> [What the exercise asks]: Transcribe every entry below word for word, but skip the pictures.

*** Opening of Record excerpts ***

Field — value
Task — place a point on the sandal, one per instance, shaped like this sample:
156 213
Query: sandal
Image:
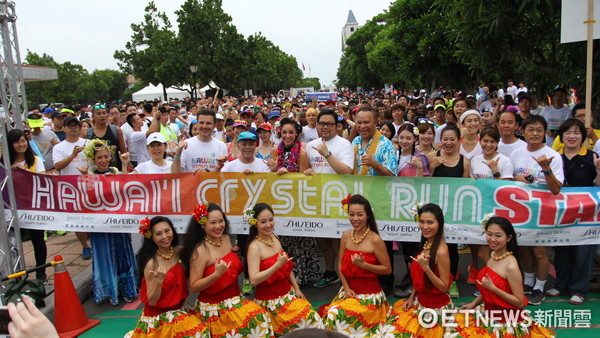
576 300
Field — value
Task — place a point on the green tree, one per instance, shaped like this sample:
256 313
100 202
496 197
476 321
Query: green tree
310 82
410 49
212 42
354 68
153 55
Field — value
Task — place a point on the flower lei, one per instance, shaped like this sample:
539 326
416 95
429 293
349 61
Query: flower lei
92 146
200 213
248 215
345 203
292 163
414 211
486 219
145 229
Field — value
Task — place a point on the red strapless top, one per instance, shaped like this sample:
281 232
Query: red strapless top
173 292
278 284
360 280
226 286
428 295
493 301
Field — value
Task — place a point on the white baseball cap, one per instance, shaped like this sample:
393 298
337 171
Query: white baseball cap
155 137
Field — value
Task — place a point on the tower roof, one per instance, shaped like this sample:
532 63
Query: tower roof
351 18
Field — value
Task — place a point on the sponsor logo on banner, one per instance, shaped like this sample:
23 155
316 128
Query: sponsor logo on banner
309 205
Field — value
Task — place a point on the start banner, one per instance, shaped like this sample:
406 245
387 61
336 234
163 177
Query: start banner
308 206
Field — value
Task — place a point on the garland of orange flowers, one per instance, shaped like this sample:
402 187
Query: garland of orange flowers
145 229
345 202
200 213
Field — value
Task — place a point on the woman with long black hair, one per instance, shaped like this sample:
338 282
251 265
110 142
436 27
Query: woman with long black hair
431 277
164 286
21 156
213 271
500 283
270 270
360 307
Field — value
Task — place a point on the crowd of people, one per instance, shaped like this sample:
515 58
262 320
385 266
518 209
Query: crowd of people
447 134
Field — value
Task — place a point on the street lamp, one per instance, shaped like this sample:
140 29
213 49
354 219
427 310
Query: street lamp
194 70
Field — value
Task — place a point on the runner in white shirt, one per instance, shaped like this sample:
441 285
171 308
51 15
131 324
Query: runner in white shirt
329 154
491 164
126 128
511 89
247 163
69 159
202 151
309 132
536 163
507 125
136 140
470 122
67 155
555 114
157 147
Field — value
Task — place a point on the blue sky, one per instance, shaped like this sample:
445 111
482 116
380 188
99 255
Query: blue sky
88 32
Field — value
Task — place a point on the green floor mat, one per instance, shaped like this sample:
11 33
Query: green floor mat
117 323
114 324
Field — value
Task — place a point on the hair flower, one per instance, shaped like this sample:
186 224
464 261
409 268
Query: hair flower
248 215
486 218
200 213
145 229
92 146
414 211
345 202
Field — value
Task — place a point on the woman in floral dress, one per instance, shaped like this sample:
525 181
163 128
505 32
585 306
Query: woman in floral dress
270 270
213 271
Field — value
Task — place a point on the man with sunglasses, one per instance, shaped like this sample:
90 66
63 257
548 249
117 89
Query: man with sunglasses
202 152
104 131
329 154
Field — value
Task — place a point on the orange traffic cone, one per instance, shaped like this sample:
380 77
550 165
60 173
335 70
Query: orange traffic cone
70 319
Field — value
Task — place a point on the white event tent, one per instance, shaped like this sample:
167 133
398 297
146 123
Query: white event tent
151 92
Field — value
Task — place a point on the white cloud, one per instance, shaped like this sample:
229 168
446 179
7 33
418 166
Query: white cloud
88 32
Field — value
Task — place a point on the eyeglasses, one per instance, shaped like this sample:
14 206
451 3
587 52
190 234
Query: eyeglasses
326 124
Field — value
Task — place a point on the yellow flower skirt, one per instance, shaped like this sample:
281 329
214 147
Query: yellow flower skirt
367 315
234 317
288 313
175 323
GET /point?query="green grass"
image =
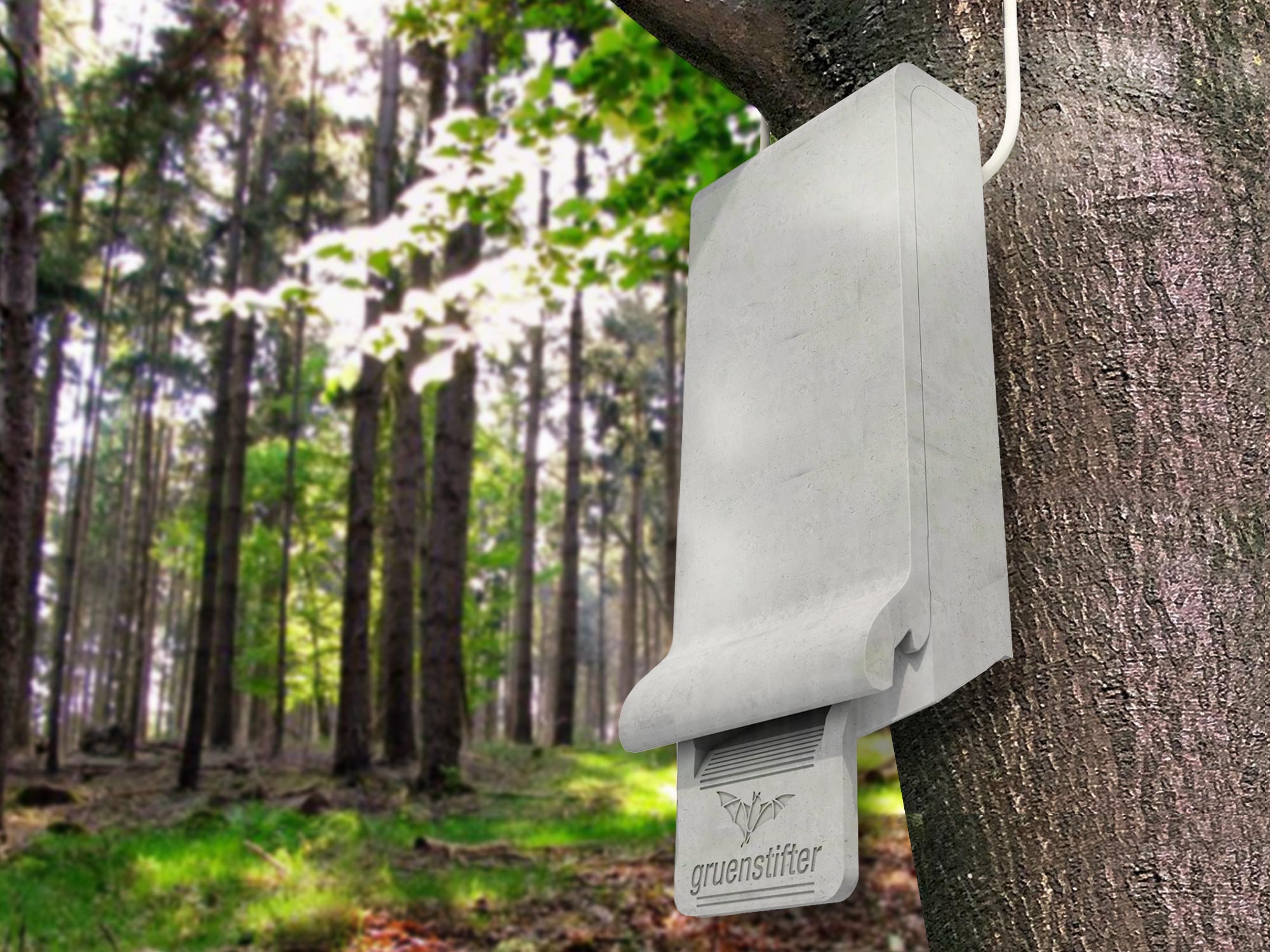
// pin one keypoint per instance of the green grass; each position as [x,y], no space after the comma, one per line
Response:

*** Close of Record excerpts ***

> [Solution to this problem]:
Field — value
Task — place a point on the sandal, one per instance, shaped like this sample:
156 213
Query: sandal
Image:
576 300
Field — value
Task — place a point on the green tree, one per instance, shaped like this sample:
256 313
100 202
496 197
476 321
Query: green tree
310 82
410 49
212 42
354 68
153 55
Field — value
Task — place a point on the flower lei, one per instance, shaped like this sample:
539 326
416 95
429 293
349 61
Query: flower lei
92 146
200 213
248 215
345 203
292 163
414 211
486 219
145 229
Field — value
Task — place a point on the red strapless top, one per instance, shaped like this sample:
281 232
Query: red strapless top
173 292
278 284
360 280
226 286
428 295
493 301
Field — value
Task — place a point on the white baseball cap, one per instance, shaped like this sample:
393 298
337 171
Query: white baseball cap
155 137
Field — value
Task — place a point on the tower roof, one per instance, shaped like this sample:
532 63
Query: tower roof
351 18
Field — value
Task — place a point on the sponsor logo on banner, one per instance, shaped like this sample:
23 155
316 128
Query: sponsor logo on banner
309 205
Field — value
Task — place a point on the start banner, one per instance, shaped like this sample:
406 245
387 61
336 234
163 177
Query: start banner
308 206
Field — value
Task — place a point on the garland of orange flowers, one per instance, shaped like this sample:
402 187
Query: garland of orange flowers
145 229
345 202
200 213
Field — value
Task — place a point on the woman with long black hair, one per instance, shaped like this sample:
338 282
251 265
110 142
436 27
Query: woman with long black hair
431 277
164 286
21 156
213 271
500 283
270 270
360 307
Field — value
Task — place a point on the crowd of people, one per instance, shaped like this sample:
515 58
262 320
385 266
518 209
Query: crowd of people
447 134
Field — value
Task — place a point on the street lamp, one per instance, shaped like this sample:
140 29
213 49
354 219
427 310
Query: street lamp
194 70
Field — value
Task — place a point on the runner in white shirt, one per instance, shaped like this sample:
441 285
171 308
51 15
131 324
Query: runner in white shirt
329 154
491 164
126 128
511 89
247 163
69 159
202 151
309 132
536 163
507 125
136 140
470 122
67 155
555 114
157 147
Field — value
Task — place a point on the blue sky, one per instance, shaped like this sample:
445 111
482 116
380 188
99 255
Query: blue sky
88 32
Field — value
Task — place a point on the green floor mat, one per instance, shaped like this sample:
11 33
Query: green floor mat
117 323
114 324
Field — value
Task — place a point on the hair flower, one per instance, shaped like this sample:
186 224
464 261
409 268
Query: hair flower
248 215
486 218
200 213
145 229
92 146
414 211
345 202
Field — value
Task — place a point on the woman in floral dress, one per instance, shaped like this sample:
525 181
163 128
505 32
585 306
Query: woman in floral dress
270 270
213 271
Field — value
Task — place a point on the man with sunglasses, one per instance, shaped like this sample:
90 66
63 257
548 249
117 89
Query: man with sunglasses
202 152
104 131
329 154
Field — value
Task — place a point on the orange traffic cone, one per instance, shaped like this sample:
380 77
550 165
60 173
335 70
Query: orange traffic cone
70 319
Field — value
Task — place a point on the white event tent, one per instance, shaped like this sample:
167 133
398 297
146 123
Query: white event tent
151 92
Field — value
Task — place a point on the white cloud, one per instance, shaped like this sample:
229 168
446 179
7 33
418 166
Query: white cloud
88 32
Field — value
Task — place a point on the eyeglasses, one per instance, shaped like this sample:
14 206
451 3
587 52
190 234
Query: eyeglasses
326 124
Field — value
Task — place a point on the yellow flower skirt, one per instance, shaped like this sample:
281 329
214 147
Query: yellow flower skirt
367 315
234 317
288 313
175 323
GET /point?query="green grass"
image =
// pin one keypoint per instance of the green grass; each position as [x,y], no space after the comma, one per line
Response:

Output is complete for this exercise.